# Records provided
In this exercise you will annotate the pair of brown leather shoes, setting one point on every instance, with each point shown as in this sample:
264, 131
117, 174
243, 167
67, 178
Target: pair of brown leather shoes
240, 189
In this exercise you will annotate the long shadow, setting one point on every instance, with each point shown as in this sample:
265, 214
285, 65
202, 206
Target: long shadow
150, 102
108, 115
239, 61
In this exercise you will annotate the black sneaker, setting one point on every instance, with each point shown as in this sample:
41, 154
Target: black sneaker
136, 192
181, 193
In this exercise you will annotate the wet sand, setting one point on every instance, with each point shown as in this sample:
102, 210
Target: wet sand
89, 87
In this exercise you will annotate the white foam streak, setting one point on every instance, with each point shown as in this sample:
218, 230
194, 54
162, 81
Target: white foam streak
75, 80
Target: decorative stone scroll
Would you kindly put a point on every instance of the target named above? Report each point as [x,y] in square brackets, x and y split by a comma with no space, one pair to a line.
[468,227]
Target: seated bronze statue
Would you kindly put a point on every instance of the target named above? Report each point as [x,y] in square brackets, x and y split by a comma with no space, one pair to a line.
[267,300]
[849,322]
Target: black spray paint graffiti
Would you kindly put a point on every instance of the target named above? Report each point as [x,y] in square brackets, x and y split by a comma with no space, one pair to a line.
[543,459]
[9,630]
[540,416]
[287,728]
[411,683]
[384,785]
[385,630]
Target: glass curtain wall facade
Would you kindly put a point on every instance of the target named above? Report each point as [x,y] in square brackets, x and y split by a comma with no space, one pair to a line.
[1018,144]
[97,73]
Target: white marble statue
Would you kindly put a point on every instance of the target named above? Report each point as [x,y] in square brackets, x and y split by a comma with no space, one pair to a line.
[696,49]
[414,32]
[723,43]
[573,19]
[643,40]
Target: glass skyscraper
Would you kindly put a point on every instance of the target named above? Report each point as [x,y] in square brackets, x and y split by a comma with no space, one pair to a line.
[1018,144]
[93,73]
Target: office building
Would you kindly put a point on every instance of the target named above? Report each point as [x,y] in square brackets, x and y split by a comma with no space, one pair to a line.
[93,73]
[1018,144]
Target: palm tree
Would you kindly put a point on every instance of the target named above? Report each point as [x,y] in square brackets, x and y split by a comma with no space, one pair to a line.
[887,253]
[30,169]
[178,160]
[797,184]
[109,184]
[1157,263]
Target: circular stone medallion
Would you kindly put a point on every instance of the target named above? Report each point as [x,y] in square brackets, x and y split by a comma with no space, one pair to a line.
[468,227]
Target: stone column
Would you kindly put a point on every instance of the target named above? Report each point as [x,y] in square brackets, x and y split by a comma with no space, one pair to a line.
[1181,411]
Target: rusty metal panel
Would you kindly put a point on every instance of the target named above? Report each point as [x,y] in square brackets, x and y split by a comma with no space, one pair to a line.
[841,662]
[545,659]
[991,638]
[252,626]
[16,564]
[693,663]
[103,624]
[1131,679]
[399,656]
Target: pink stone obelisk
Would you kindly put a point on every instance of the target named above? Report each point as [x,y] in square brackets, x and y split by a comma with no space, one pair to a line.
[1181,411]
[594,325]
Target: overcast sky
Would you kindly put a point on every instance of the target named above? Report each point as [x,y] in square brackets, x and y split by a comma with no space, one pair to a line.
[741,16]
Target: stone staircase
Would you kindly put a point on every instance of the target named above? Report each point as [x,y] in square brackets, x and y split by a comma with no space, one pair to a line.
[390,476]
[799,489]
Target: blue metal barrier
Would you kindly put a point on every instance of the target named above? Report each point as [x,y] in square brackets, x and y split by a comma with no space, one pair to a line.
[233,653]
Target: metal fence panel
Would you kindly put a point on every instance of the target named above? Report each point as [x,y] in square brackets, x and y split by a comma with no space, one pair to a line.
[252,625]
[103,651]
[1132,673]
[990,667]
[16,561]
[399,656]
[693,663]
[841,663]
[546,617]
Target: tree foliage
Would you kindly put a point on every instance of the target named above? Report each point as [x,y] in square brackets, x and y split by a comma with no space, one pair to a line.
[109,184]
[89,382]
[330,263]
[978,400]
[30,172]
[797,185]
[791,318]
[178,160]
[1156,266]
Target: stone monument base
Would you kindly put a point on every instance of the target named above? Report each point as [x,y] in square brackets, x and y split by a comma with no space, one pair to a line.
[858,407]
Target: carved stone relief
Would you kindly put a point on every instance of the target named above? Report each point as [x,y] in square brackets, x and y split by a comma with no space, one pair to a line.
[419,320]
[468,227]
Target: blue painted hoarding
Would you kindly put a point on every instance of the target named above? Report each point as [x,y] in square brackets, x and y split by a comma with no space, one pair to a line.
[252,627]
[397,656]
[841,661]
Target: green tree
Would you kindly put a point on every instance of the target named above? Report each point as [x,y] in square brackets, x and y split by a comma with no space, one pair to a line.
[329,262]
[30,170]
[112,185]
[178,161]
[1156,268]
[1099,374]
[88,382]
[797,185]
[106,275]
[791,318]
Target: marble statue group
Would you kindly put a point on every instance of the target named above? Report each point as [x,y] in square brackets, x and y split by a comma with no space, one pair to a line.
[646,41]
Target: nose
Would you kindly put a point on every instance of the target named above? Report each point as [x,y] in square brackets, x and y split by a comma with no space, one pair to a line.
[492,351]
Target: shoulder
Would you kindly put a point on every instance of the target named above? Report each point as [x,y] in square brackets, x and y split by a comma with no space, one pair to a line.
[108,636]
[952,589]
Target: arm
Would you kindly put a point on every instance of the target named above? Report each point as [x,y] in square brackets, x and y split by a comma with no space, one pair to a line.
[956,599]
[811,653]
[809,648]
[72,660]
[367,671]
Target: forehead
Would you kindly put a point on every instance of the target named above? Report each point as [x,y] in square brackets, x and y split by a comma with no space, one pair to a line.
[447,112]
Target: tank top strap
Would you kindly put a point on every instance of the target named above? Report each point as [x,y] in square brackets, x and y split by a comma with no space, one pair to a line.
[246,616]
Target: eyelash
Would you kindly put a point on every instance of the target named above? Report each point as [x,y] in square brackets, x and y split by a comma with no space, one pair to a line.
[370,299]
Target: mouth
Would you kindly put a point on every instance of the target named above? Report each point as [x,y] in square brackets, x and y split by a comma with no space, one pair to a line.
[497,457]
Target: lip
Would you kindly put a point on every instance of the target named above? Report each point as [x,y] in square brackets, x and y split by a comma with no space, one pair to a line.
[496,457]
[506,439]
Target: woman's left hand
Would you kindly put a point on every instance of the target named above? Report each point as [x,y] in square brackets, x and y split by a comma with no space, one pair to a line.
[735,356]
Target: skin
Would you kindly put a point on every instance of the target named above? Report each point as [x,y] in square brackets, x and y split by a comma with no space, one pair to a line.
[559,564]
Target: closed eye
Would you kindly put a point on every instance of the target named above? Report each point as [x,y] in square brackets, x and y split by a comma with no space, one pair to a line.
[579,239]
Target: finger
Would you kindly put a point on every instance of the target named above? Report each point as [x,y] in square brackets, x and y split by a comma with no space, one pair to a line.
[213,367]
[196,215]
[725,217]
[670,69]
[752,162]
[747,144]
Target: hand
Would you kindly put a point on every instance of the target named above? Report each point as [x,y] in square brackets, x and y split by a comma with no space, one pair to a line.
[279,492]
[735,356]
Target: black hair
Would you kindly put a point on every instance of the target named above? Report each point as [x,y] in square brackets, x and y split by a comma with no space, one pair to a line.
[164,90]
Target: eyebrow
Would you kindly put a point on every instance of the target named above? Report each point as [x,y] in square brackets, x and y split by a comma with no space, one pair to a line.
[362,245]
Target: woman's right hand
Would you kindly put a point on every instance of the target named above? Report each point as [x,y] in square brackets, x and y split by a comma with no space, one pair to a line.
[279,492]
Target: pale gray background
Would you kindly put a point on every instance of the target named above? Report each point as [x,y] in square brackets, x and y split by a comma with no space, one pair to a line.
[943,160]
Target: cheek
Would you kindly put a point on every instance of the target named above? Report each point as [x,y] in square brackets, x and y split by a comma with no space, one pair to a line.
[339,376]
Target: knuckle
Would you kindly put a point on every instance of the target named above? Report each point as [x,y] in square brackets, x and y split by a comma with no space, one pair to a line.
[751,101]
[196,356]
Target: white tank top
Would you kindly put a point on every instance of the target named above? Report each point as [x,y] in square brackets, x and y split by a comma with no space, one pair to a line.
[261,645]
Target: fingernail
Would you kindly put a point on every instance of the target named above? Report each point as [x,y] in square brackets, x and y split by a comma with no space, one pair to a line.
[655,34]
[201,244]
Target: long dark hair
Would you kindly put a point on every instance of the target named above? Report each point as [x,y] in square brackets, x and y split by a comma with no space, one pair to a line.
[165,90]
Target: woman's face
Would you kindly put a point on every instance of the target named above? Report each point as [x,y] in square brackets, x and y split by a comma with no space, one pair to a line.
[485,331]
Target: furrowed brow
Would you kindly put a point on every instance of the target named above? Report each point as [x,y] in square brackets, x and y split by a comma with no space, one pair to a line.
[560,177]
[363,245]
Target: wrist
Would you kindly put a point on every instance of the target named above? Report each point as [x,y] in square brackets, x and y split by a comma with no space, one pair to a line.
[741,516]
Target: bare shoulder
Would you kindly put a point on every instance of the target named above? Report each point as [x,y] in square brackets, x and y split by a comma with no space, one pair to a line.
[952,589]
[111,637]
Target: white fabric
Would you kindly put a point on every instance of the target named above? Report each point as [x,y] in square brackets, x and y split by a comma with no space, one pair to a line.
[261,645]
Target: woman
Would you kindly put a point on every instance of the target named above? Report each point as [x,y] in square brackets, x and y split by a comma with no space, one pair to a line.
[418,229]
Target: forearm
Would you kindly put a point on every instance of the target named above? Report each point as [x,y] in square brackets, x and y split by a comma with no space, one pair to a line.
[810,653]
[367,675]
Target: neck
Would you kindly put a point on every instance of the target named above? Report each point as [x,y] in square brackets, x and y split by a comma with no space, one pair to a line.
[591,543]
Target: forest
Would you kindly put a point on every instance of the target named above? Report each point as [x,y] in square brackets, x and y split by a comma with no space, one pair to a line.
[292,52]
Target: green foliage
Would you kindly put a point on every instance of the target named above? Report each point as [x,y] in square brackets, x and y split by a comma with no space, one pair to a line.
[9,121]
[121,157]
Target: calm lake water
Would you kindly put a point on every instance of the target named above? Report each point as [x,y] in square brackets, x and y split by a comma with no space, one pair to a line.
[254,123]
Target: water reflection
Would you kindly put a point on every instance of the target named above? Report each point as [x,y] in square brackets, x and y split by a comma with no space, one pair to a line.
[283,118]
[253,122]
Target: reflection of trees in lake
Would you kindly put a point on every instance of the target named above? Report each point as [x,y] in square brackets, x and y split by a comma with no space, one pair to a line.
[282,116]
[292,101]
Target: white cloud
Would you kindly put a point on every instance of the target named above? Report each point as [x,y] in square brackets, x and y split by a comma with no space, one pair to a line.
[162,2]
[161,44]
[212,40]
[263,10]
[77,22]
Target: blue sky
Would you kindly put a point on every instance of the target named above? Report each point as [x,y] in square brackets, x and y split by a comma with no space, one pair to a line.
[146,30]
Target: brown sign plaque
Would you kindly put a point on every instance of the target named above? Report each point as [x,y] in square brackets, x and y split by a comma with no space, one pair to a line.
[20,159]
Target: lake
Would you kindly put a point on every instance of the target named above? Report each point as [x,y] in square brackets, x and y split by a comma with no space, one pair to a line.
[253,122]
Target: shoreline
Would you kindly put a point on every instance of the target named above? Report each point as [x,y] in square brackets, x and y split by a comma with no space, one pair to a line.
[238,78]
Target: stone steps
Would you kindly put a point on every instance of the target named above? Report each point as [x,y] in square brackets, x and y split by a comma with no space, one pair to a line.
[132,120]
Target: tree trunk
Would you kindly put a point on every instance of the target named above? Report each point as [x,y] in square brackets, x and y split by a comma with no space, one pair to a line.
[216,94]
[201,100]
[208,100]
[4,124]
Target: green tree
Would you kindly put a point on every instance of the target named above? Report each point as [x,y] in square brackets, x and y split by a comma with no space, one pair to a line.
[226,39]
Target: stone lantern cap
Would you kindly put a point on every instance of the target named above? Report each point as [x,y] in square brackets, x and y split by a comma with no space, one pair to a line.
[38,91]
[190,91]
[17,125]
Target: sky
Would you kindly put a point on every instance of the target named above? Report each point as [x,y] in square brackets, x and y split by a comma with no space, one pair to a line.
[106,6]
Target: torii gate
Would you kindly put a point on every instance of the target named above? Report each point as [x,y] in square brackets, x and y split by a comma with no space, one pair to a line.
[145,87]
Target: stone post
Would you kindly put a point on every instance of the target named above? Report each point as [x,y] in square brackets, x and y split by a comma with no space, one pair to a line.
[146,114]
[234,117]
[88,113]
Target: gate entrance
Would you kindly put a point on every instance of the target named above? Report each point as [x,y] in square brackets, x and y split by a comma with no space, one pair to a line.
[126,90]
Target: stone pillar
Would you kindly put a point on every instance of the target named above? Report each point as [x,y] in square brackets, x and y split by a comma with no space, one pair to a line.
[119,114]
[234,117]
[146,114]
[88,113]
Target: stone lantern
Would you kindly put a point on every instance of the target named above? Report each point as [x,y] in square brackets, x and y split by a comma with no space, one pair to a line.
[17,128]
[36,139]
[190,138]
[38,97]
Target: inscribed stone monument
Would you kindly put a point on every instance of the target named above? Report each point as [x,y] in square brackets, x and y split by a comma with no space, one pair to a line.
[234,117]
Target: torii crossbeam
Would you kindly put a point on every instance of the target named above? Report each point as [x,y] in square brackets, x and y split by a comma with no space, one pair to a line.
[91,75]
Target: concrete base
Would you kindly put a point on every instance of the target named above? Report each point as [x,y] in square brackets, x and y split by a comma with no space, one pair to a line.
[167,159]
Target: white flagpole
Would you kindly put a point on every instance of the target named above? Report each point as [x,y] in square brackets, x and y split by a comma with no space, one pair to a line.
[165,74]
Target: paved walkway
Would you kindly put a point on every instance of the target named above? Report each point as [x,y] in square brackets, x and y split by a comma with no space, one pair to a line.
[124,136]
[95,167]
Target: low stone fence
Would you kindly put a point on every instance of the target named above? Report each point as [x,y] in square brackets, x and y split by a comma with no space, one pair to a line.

# Assigned task
Repeat the material above exactly, beginning with its first line and ending with the line that holds "Target: black spray paint graffiti", and leave out everything else.

# Written response
In this exercise you will annotate the pair of brown leather shoes, setting one point on every instance, with each point shown as in this sample:
264, 131
117, 174
243, 167
67, 178
Target: pair of brown leather shoes
240, 189
In this exercise you will annotate the long shadow, setting one point on every instance, with each point shown as in this sample:
265, 214
285, 65
202, 206
Target: long shadow
150, 102
108, 115
239, 61
In this exercise you will annotate the black sneaker, setting one point on every instance, with each point shown as in this sample:
41, 154
Target: black sneaker
136, 192
181, 193
In this exercise you will annotate the wet sand, setting one point on every instance, with each point shown as in this sample:
102, 210
Target: wet sand
89, 87
In this exercise you will annotate the white foam streak, setting one point on every instance, with each point shown as in this sample:
218, 230
194, 54
162, 81
Target: white foam streak
75, 80
Target: decorative stone scroll
Would you kindly put a point on every instance of the target named above? Report each point as [x,y] in square brackets, x and y split by a comma with no space, one pair to a line.
[468,227]
Target: seated bronze statue
Would you kindly put a point on every instance of the target named above? Report each point as [x,y] in square brackets, x and y split by a comma with no space, one pair to a line.
[267,300]
[849,322]
Target: black spray paint graffiti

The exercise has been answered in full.